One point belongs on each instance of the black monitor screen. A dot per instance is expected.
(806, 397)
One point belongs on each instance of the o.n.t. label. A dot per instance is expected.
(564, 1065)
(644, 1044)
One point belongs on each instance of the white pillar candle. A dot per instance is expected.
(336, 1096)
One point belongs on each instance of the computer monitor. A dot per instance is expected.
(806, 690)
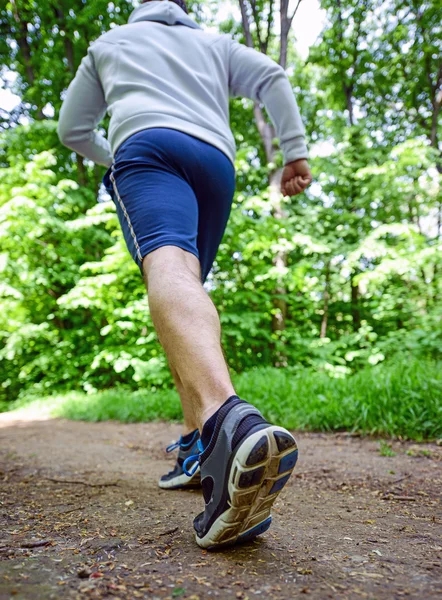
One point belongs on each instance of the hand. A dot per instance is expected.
(296, 177)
________________________
» GIVEN INSTRUCTION
Beginning with the line that holds "One point belongs on each instance of the o.n.t." and ending with the last line of the material above, extract every line exactly, pictures excluded.

» PROBLEM SOLUTION
One point belongs on each instance of the o.n.t. label. A dot per instance is expected.
(564, 1065)
(644, 1044)
One point belongs on each instance of the white pillar candle. A dot per instance is expected.
(336, 1096)
One point belongs on each instance of the computer monitor. A dot per instance is expected.
(806, 690)
One point belongs on each instance of the hand. A dot per instance is expected.
(296, 177)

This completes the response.